→ **Your instructions**
Rewrite all of the records below, replacing "rough mask" with "coarse mask" and leaving everything else unchanged.

§

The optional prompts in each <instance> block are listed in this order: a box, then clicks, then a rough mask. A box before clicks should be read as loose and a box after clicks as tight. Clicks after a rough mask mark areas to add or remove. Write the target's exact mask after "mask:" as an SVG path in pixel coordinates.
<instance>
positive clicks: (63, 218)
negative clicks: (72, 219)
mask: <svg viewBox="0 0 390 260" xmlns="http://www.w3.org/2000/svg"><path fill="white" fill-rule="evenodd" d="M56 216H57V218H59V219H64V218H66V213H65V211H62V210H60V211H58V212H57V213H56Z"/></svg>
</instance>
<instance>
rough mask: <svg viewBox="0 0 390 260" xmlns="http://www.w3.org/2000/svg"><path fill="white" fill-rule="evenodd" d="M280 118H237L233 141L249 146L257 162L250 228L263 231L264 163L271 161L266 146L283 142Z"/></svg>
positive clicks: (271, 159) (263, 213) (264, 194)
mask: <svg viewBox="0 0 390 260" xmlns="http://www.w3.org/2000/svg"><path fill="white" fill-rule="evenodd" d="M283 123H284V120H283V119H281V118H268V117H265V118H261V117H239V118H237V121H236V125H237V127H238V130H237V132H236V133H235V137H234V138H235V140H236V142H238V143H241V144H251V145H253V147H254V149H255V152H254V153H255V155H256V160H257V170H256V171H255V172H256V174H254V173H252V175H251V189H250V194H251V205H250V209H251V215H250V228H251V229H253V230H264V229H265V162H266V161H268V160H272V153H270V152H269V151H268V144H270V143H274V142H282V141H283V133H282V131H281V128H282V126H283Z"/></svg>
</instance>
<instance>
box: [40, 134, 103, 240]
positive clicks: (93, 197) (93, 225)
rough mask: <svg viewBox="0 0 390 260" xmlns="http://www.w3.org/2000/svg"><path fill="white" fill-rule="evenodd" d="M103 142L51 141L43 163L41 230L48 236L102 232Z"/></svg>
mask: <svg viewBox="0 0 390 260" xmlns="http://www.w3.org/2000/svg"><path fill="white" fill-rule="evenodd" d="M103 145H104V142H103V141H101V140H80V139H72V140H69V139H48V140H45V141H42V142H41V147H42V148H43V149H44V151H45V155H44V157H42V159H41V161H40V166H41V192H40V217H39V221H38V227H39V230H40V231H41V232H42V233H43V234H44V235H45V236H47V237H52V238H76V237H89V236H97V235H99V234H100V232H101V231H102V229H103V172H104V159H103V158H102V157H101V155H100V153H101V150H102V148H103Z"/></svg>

§

→ **Solution to this exercise**
The optional prompts in each <instance> block are listed in this order: a box, then clicks, then a coarse mask. A box before clicks should be read as loose and a box after clicks as tight. Clicks after a coarse mask mark areas to add or remove. Write the target's exact mask after "mask:" as an SVG path in pixel coordinates.
<instance>
positive clicks: (63, 218)
negative clicks: (72, 219)
mask: <svg viewBox="0 0 390 260" xmlns="http://www.w3.org/2000/svg"><path fill="white" fill-rule="evenodd" d="M56 216H57V218H59V219H64V218H66V213H65V211H62V210H60V211H58V212H57V213H56Z"/></svg>
</instance>
<instance>
coarse mask: <svg viewBox="0 0 390 260" xmlns="http://www.w3.org/2000/svg"><path fill="white" fill-rule="evenodd" d="M280 118H237L233 141L249 146L257 162L250 228L263 231L264 163L271 161L266 146L283 142Z"/></svg>
positive clicks: (271, 159) (263, 213) (264, 194)
mask: <svg viewBox="0 0 390 260" xmlns="http://www.w3.org/2000/svg"><path fill="white" fill-rule="evenodd" d="M283 123H284V120H283V119H281V118H268V117H265V118H261V117H239V118H237V121H236V125H237V127H238V130H237V132H236V133H235V137H234V138H235V140H236V142H238V143H241V144H251V145H253V147H254V149H255V152H254V153H255V155H256V160H257V170H256V171H255V172H256V174H254V173H252V175H251V189H250V194H251V205H250V209H251V215H250V228H251V229H253V230H264V229H265V162H266V161H268V160H272V153H270V152H269V151H268V144H270V143H274V142H282V141H283V133H282V131H281V128H282V126H283Z"/></svg>
</instance>
<instance>
box: [40, 134, 103, 240]
positive clicks: (93, 197) (93, 225)
coarse mask: <svg viewBox="0 0 390 260" xmlns="http://www.w3.org/2000/svg"><path fill="white" fill-rule="evenodd" d="M103 142L51 141L43 163L41 230L48 236L102 232Z"/></svg>
mask: <svg viewBox="0 0 390 260" xmlns="http://www.w3.org/2000/svg"><path fill="white" fill-rule="evenodd" d="M103 145H104V142H103V141H101V140H80V139H72V140H69V139H48V140H45V141H42V142H41V147H42V148H43V149H44V151H45V155H44V157H42V159H41V161H40V166H41V192H40V217H39V221H38V227H39V230H40V231H41V232H42V233H43V234H44V235H45V236H47V237H52V238H76V237H89V236H97V235H99V234H100V232H101V231H102V229H103V172H104V159H103V158H102V157H101V155H100V153H101V150H102V148H103Z"/></svg>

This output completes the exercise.